Consigne écrite: D'après l'entretien, à quelle date le Manifeste a-t-il publié la déclaration évaluant les deux années de Ghazwani à la tête du pays ? Répondez en une phrase, s'il vous plaît.

Texte fourni:

Entretien avec Yarba Ould Nava, président du Manifeste des Haratines pour les droits politiques, économiques et sociaux

Entretien avec Yarba Ould Nava, président du Manifeste des Haratines pour les droits politiques, économiques et sociaux  Des concertations politiques pourraient avoir lieu sous peu entre la majorité et l’opposition. Pourquoi y aller maintenant, selon votre Mouvement ?

Yarba Ould Nava : Merci pour l’occasion et l’attention que votre journal accorde au Manifeste pour les droits politiques, économiques et sociaux et à ma modeste personne. Pour en venir à votre question, je tiens d’abord à rappeler à tous ceux qui l’ignorent que le Manifeste est un vaste mouvement qui intègre les partis politiques de toute obédience, de l’opposition et de la majorité, syndicats, Société civile et personnalités indépendantes…

C’est un cadre de concertations et d’échanges d’idées autour de la question haratine. Tous ces courants ont adhéré et approuvé le contenu du Manifeste publié lors de sa fondation et lu au cours de sa première marche.

Le consensus autour de cette déclaration, la volonté et la solidarité exprimées au cours de notre première manifestation forment l’une de ses plus fondamentales forces. Je vous renvoie pour être complet sur la question, à lire la déclaration que nous avons publiée le 10 Septembre dernier où nous évaluions les deux années de Ghazwani à la tête du pays. Elle actualise et renforce nos convictions, préconisant des solutions aux problèmes auxquels la composante haratine est confrontée.

Ce qui importe pour le Manifeste, c’est que les acteurs politiques du pays acceptent de débattre avec sérieux des préoccupations du pays ; notamment l’unité nationale, la marginalisation dont sont victimes une partie de la population mauritanienne, la flambée continue des prix, la gabegie, le clientélisme…

– Il y eut des dialogues politiques sous le règne d’Ould Abdel Aziz. Que pourraient apporter les concertations en gestation ?

– Nous ne pouvons pas présager du futur mais si l’on juge les faits, les dialogues d’Ould Abdel Aziz n’ont pas apporté grand-chose au pays. Leurs recommandations sont rangées dans les tiroirs. Aujourd’hui, dialogue ou concertations – les vocables importent peu –l’important, c’est le contenu consensuel qu’on y accepte.

Pour sa part, le Manifeste souhaite que les assises à venir soient l’occasion de débattre des questions qui fassent avancer le pays, bouger les lignes, et non des conciliabules de bon aloi. Le pays traverse une crise politique, économique et sociale, il faut oser en parler pour trouver des solutions idoines.

– Le Manifeste ira-t-il au ces concertations-dialogue ? Quels thèmes voudrait-il voir figurer à l’ordre du jour de ces assises ?

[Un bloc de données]
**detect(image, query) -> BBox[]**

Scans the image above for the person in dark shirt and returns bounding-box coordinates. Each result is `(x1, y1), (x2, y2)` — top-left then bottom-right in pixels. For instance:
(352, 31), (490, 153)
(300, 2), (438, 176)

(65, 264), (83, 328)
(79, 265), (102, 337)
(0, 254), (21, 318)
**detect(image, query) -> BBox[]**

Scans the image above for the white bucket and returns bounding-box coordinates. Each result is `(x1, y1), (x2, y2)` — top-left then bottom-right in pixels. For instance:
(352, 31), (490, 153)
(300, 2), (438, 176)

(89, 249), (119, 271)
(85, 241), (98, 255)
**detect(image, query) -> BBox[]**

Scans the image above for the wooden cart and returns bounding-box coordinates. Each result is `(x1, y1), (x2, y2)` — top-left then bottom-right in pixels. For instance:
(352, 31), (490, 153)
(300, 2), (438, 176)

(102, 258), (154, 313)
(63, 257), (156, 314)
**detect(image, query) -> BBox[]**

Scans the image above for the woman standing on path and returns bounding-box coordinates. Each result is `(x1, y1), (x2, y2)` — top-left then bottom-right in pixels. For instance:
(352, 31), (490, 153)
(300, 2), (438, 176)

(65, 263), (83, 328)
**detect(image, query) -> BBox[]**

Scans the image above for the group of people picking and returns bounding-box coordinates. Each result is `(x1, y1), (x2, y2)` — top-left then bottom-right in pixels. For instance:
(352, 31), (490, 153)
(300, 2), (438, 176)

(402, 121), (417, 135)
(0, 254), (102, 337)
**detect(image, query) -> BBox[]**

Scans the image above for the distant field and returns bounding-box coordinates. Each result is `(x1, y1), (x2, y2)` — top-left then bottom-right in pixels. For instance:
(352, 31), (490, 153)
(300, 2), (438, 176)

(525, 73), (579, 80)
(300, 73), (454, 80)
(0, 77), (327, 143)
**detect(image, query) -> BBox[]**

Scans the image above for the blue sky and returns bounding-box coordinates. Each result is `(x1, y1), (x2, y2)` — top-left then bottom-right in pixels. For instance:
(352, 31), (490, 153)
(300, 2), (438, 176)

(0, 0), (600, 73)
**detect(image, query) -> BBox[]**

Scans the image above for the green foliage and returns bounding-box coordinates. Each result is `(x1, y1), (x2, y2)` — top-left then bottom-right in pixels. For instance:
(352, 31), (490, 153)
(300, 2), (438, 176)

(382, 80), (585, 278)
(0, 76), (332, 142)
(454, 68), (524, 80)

Réponse attendue: Le Manifeste a publié cette déclaration le 10 septembre dernier.